■ GIVEN PASSAGE:
DEVICE AND METHOD FOR CONTROLLING PROGRAM STREAM FLOW

Abstract

A device for controlling program stream flow is described. The device is capable of saving power during computation. The device may include a de-multiplex unit and a direct memory access controller. The de-multiplex unit, for de-multiplexing a plurality of data, may include a request module for generating a request signal. The direct memory access controller is for receiving the request signal. The direct memory access controller obtains a plurality of data from a bus and sends the plurality of data to the de-multiplex unit according to the request signal.

Description

BACKGROUND OF THE INVENTION

1. Field of the Invention

The invention relates to a flow controlling method. More particularly, the invention relates to a device and a method for controlling a program stream flow.

2. Description of the Related Art

A Central Processing Unit (CPU), also commonly known as a processor, is a description of a certain class of logic machines that can execute computer programs. Some specific programs of software are executed to obtain system clock reference (SCR) information from a packer header of the program stream, thereby controlling the flow of a program stream. Such software controls the flow to prevent the flow from being FIFO overflowed or from having an FIFO underflow. However, such software also increases the CPU usage.

Thus, there is a need in the art for a device and/or a method for reducing the CPU usage.

Records taken from a collection
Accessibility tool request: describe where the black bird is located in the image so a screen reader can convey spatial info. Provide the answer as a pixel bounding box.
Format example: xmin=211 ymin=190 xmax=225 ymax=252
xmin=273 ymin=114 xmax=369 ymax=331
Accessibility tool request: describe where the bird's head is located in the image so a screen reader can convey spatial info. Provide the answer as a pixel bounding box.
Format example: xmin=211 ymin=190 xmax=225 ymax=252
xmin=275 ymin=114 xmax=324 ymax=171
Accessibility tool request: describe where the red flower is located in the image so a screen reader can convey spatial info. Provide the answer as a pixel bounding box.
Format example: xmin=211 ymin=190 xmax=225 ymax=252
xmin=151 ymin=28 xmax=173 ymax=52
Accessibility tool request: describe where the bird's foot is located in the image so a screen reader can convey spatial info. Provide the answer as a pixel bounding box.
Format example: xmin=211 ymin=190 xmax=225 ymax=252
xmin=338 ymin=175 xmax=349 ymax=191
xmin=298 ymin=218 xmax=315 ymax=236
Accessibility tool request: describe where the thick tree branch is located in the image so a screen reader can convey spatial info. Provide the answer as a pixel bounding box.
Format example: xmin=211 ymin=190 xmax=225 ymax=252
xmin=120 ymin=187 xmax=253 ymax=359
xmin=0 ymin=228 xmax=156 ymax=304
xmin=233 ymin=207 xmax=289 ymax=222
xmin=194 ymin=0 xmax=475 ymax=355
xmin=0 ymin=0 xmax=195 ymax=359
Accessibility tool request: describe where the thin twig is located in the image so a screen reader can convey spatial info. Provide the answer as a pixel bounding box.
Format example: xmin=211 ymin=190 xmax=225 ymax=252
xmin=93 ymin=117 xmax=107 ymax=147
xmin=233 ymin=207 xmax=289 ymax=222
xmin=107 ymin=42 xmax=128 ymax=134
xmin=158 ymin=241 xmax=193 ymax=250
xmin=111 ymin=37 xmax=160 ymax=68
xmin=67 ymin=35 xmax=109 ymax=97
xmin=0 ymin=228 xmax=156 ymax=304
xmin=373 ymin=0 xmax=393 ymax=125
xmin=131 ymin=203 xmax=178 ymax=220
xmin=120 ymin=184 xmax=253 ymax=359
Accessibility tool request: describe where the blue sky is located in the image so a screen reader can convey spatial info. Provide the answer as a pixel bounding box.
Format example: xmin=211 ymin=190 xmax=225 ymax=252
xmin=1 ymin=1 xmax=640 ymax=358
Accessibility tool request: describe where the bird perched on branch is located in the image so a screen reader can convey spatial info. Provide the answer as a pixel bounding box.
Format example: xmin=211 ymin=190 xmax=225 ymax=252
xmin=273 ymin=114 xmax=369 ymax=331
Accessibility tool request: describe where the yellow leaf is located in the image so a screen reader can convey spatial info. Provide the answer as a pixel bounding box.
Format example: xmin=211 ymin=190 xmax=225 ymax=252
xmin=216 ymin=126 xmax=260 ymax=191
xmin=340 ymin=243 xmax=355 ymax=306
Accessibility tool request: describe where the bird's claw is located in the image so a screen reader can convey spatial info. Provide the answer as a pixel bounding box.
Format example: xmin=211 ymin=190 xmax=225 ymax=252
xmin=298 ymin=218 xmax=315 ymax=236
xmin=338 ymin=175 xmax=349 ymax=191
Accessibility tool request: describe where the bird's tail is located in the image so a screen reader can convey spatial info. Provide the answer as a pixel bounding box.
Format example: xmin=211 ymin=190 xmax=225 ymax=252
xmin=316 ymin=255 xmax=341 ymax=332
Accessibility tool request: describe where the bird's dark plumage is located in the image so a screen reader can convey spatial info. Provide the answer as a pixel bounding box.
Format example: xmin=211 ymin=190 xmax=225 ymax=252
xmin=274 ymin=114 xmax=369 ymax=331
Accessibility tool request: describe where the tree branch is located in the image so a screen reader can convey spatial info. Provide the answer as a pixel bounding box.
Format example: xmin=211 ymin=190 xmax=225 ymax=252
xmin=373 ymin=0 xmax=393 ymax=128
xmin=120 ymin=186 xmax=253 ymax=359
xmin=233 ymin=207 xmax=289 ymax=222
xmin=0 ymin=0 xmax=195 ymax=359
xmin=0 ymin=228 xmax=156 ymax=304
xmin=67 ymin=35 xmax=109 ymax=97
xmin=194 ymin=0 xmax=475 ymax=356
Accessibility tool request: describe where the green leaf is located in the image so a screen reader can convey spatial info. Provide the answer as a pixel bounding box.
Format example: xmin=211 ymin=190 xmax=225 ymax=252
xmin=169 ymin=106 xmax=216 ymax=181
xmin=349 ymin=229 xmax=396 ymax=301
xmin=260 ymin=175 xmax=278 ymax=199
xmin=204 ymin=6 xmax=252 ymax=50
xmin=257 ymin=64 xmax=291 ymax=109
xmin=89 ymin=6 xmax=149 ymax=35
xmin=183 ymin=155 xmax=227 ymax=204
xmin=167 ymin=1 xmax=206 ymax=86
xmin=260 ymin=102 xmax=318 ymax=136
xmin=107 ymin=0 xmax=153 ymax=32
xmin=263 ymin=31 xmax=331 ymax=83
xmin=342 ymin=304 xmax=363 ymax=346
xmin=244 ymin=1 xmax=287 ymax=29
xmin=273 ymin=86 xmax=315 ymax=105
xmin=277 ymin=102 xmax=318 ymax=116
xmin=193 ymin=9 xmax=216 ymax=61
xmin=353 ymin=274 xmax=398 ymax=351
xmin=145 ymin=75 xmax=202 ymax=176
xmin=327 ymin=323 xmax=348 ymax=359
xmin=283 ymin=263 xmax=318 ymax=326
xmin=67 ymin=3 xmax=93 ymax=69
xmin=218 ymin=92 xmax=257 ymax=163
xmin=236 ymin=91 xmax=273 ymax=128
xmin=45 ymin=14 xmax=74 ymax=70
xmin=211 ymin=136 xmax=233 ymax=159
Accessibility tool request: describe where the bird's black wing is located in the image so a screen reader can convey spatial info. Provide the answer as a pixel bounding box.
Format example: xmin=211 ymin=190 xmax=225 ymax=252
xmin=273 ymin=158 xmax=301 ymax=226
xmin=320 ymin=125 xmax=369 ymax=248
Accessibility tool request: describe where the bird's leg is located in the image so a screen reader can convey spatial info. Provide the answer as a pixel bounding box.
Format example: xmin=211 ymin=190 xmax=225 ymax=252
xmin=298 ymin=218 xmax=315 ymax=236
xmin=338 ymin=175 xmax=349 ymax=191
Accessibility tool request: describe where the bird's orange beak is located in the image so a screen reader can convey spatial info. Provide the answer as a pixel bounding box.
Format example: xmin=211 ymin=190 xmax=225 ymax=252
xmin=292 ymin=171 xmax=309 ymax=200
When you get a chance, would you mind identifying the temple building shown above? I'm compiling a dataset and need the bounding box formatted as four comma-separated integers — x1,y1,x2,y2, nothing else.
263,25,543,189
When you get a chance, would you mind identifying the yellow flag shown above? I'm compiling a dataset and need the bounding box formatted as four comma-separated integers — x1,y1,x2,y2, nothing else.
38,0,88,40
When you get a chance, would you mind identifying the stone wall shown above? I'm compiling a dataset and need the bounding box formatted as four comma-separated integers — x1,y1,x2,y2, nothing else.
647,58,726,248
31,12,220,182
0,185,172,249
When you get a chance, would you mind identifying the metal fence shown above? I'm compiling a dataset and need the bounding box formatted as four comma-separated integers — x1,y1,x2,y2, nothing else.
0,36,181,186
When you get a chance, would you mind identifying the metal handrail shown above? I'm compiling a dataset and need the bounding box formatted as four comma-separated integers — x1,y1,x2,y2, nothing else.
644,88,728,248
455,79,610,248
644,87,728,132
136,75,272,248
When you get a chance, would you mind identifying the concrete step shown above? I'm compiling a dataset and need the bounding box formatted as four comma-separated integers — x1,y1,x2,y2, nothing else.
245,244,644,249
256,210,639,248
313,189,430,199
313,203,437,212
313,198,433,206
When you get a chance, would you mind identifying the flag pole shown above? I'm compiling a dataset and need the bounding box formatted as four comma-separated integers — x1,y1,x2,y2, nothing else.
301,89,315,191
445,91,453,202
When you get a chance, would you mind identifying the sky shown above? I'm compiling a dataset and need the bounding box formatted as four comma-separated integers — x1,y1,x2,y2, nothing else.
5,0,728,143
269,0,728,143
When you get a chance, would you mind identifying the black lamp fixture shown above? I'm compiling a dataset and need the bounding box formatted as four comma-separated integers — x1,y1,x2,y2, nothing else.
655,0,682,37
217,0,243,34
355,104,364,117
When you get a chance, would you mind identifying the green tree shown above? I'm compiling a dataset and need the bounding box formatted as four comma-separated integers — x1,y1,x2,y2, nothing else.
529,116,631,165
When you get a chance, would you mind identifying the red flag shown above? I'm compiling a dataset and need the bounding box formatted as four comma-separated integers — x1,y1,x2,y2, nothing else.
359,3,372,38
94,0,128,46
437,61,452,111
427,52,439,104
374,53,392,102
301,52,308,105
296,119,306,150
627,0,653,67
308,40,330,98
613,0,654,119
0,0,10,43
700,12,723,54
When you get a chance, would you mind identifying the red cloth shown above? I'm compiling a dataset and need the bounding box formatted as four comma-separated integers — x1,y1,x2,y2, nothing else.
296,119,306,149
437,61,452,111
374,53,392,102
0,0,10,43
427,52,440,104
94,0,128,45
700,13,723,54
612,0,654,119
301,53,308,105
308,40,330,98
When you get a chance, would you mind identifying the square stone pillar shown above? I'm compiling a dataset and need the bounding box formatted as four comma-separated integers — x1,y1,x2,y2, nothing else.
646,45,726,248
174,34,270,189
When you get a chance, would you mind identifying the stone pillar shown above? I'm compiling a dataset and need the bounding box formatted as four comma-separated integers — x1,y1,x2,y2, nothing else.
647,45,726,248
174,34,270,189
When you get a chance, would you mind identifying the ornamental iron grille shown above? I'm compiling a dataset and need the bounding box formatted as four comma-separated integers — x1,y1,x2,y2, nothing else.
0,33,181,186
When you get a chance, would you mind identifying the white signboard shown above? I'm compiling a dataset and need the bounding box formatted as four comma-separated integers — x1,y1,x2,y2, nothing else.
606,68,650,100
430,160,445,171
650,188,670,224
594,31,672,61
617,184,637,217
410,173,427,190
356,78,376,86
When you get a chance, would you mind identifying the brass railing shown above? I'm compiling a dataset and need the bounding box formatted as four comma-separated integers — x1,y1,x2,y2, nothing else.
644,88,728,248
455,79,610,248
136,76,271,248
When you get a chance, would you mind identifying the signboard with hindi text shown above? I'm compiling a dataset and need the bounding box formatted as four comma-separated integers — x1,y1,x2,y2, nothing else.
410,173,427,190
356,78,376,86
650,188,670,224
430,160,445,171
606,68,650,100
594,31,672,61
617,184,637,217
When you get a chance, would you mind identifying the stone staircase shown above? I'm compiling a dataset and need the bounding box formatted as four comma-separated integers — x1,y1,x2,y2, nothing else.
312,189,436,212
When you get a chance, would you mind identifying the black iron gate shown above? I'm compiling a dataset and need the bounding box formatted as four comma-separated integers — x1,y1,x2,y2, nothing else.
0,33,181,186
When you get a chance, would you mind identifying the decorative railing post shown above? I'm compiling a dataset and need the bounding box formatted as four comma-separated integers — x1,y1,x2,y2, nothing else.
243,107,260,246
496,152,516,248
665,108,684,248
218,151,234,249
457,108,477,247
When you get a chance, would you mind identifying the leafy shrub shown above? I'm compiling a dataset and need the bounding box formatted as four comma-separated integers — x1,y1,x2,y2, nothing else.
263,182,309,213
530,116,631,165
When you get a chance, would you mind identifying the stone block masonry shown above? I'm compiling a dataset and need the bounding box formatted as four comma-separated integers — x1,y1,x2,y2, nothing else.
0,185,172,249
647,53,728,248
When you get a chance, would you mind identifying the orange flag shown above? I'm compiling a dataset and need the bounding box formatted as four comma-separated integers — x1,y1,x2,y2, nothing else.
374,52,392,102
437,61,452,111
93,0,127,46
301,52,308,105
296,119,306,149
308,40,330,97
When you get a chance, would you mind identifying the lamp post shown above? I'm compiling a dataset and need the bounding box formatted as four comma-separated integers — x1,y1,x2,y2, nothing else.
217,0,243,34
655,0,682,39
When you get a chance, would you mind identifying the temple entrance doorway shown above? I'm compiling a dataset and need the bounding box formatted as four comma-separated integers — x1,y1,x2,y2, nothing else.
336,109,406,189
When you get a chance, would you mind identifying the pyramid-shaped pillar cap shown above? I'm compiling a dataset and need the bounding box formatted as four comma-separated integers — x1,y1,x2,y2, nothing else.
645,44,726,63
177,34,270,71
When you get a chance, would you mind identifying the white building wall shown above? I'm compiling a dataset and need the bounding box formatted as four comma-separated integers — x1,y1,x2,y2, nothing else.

■ WHAT IS ASKED:
- a) Answer these questions from the patent text:
(i) What does the request module generate?
(ii) From where does the direct memory access controller obtain the plurality of data?
(iii) From what do the specific software programs obtain system clock reference (SCR) information?
- b) Which components of the device does the abstract of the patent text name?
- c) Continue the patent text on controlling program stream flow, starting right after its final sentence.
The records have no connection to the patent text.

■ OUTPUTS BY TASK:
- a)
(i) A request signal.
(ii) From a bus.
(iii) From a packer header of the program stream.

- b)
De-multiplex unit
Direct memory access controller
Request module

- c)
SUMMARY OF THE INVENTION

One embodiment of the invention is a device for controlling the program stream flow. The device, capable of saving power during computation, comprises a de-multiplex unit and a DMAC (direct memory access controller). The de-multiplex unit, for de-multiplexing a plurality of data, comprises a request module for generating a request signal. The DMAC is for receiving the request signal. The DMAC obtains a plurality of data from a bus and sends the plurality of data to the de-multiplex unit according to the request signal.

The device of the invention achieves a flow control of a program stream by incorporating the direct memory access controller with the hardware. This incorporation reduces CPU usage, but maintains the original flexibility.

Another embodiment of the invention is a method for controlling the program stream flow. The method, capable of saving power during computation, comprises steps as follows: a request signal form a request module of a de-multiplex unit is sent to a DMAC. A plurality of data is obtained from a bus by the DMAC. The plurality of data is sent from the DAMC to the de-multiplex unit. The plurality of data is de-multiplexed by the de-multiplex unit. The plurality of data is stored to a memory.

The method achieves a flow control of a program stream by incorporating a direct memory access controller with the hardware. This incorporation reduces CPU usage, but maintains the original flexibility.

BRIEF DESCRIPTION OF THE DRAWINGS

FIG. 1 is a device for controlling the program stream flow in accordance with an embodiment of the invention.

FIG. 2 is a flow chart illustrating a method for controlling the program stream flow in accordance with an embodiment of the invention.

FIG. 3 is a de-multiplex unit in accordance with an embodiment of the invention.

FIG. 4 is a timing diagram in accordance with an embodiment of the invention.

DETAILED DESCRIPTION OF THE PREFERRED EMBODIMENT(S)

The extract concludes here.